Segment Start: INFORMATION GIVEN
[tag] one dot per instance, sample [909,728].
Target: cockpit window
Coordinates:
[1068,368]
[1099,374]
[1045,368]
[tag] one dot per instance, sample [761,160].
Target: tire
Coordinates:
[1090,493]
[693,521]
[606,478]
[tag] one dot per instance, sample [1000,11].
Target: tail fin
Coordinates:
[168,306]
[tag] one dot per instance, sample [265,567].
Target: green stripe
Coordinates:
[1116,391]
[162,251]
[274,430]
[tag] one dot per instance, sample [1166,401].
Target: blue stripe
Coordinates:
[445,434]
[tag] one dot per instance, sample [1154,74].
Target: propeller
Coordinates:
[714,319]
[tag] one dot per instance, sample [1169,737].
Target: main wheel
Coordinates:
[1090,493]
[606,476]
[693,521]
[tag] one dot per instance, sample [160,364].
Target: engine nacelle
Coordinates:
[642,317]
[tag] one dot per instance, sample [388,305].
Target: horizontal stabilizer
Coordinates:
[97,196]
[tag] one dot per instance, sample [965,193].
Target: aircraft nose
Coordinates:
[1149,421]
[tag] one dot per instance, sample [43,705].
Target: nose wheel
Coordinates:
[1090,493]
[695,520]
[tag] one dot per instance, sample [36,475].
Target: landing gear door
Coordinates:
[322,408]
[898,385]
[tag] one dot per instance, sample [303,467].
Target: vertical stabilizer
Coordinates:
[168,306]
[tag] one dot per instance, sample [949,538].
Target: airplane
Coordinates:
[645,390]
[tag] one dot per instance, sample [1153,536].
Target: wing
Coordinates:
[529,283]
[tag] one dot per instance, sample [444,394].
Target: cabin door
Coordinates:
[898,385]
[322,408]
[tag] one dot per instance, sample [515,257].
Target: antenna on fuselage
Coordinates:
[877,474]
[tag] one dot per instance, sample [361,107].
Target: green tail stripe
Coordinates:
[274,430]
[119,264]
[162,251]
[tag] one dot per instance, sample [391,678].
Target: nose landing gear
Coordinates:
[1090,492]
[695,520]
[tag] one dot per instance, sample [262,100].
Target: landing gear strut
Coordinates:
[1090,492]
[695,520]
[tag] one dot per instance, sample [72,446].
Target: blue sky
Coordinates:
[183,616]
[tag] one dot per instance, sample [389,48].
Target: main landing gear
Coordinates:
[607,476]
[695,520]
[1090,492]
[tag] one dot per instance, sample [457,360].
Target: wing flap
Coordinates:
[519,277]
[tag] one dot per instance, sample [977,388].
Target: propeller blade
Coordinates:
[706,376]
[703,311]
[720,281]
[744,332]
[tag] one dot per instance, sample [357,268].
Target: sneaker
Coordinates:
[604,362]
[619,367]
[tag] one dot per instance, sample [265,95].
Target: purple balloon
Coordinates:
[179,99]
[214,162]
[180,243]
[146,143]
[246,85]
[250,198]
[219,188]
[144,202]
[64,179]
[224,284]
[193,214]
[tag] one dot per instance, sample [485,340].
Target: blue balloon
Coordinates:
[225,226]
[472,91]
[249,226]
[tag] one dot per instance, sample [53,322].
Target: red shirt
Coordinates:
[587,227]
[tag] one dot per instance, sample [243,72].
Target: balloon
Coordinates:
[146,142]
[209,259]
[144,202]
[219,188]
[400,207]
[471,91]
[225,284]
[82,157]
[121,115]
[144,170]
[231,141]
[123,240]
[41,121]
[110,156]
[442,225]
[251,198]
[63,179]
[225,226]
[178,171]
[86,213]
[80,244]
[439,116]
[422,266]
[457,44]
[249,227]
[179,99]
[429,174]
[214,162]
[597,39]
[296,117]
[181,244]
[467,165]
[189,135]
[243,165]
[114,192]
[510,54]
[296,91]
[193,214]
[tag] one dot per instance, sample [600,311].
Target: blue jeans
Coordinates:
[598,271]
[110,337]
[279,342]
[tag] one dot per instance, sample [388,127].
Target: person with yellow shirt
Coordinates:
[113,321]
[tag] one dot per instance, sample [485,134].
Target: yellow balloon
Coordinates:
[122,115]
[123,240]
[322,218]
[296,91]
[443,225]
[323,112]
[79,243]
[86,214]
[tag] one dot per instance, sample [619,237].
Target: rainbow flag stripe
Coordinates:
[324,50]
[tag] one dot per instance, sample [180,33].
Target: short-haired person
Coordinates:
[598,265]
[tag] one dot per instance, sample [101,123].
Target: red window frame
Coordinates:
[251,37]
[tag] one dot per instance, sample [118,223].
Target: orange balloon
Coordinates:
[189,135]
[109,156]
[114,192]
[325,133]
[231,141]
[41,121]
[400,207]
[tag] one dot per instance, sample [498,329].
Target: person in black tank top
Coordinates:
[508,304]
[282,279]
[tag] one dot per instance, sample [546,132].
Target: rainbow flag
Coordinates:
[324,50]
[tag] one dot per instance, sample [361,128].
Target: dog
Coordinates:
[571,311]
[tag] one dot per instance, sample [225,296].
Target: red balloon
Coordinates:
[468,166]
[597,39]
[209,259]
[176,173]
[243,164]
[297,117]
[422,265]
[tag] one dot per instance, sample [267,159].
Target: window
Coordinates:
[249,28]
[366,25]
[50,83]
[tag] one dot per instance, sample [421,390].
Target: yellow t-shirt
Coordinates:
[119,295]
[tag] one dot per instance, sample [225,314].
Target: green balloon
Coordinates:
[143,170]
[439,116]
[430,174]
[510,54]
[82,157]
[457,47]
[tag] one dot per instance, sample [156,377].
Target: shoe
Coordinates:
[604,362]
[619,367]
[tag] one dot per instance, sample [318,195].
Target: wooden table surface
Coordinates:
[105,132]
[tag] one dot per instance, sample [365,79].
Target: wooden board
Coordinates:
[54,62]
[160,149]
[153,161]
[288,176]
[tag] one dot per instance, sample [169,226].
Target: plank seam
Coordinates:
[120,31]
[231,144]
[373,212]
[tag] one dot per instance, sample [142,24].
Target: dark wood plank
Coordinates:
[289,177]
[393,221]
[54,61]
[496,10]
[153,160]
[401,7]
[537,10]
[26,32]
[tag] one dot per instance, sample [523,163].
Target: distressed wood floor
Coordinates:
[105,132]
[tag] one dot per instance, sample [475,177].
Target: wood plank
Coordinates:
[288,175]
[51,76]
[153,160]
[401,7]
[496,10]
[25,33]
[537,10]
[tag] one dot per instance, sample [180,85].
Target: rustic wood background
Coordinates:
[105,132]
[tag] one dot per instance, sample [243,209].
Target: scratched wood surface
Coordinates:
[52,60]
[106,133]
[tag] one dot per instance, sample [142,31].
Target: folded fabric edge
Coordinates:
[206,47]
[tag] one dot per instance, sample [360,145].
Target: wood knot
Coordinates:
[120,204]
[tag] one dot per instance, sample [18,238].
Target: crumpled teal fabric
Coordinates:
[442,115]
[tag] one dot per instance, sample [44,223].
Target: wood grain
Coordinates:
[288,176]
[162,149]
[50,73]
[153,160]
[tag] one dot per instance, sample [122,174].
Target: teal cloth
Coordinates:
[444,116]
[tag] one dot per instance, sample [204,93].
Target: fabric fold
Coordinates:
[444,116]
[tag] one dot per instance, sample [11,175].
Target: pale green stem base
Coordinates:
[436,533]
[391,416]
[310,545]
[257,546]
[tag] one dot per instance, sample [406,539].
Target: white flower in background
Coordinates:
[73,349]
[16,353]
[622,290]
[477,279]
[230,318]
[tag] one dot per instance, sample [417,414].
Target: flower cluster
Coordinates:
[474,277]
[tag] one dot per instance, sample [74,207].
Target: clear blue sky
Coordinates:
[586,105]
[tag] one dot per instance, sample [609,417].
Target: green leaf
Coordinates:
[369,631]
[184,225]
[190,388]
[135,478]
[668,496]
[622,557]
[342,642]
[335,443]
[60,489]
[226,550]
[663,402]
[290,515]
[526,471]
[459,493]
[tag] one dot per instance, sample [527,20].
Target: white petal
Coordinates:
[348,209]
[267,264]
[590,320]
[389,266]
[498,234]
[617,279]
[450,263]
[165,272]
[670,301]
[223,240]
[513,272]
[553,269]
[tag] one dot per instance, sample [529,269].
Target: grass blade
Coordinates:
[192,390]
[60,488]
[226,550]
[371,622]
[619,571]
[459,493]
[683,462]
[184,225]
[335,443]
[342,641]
Segment End: INFORMATION GIVEN
#### [PROBLEM TO WORK ON]
Exactly the lines from the one holding "Target: dark wood plank" to the final line of the listing, both included, must make up the answer.

#### [EXERCISE ANSWER]
Target: dark wood plank
Coordinates:
[289,177]
[393,221]
[54,61]
[496,10]
[153,160]
[401,7]
[537,10]
[26,32]
[tag] one dot per instance, sample [523,163].
Target: distressed wood floor
Coordinates:
[105,132]
[tag] one dot per instance, sample [475,177].
Target: wood plank
Coordinates:
[288,175]
[51,76]
[153,160]
[401,7]
[496,10]
[25,33]
[537,10]
[tag] one dot per instance, sample [180,85].
Target: rustic wood background
Coordinates:
[105,132]
[tag] one dot per instance, sample [243,209].
Target: scratched wood surface
Coordinates:
[52,60]
[106,133]
[tag] one dot per instance, sample [142,31].
Target: folded fabric edge
Coordinates:
[206,47]
[tag] one dot per instance, sample [360,145].
Target: wood knot
Coordinates:
[120,204]
[tag] one dot per instance, sample [18,238].
Target: crumpled teal fabric
Coordinates:
[442,115]
[tag] one dot per instance, sample [44,223].
Target: wood grain
Coordinates:
[288,176]
[162,149]
[50,73]
[153,160]
[tag] one dot per instance, sample [122,174].
Target: teal cloth
Coordinates:
[444,116]
[tag] one dot per instance, sample [204,93].
Target: fabric fold
Coordinates:
[444,116]
[tag] one dot per instance, sample [11,175].
Target: pale green stem base
Coordinates:
[436,533]
[391,416]
[310,545]
[257,546]
[tag] one dot per instance, sample [406,539].
Target: white flower in background
Coordinates:
[73,349]
[16,353]
[622,290]
[477,279]
[230,318]
[tag] one dot per instance, sample [417,414].
Target: flower cluster
Coordinates:
[474,277]
[tag] one dot per instance, sample [74,207].
Target: clear blue sky
Coordinates:
[586,105]
[tag] one dot per instance, sample [609,417].
Target: green leaf
Coordinates:
[369,631]
[184,225]
[190,388]
[135,478]
[668,496]
[622,557]
[342,642]
[335,443]
[60,489]
[226,550]
[663,402]
[290,515]
[526,471]
[459,493]
[tag] one dot per instance, sample [527,20].
Target: white petal
Coordinates:
[348,209]
[267,264]
[590,320]
[389,266]
[498,234]
[617,279]
[450,263]
[165,272]
[670,301]
[223,240]
[513,272]
[553,269]
[tag] one dot per instance, sample [529,269].
Target: grass blade
Coordinates:
[192,390]
[60,488]
[226,550]
[371,622]
[619,571]
[459,493]
[683,462]
[184,225]
[335,443]
[342,641]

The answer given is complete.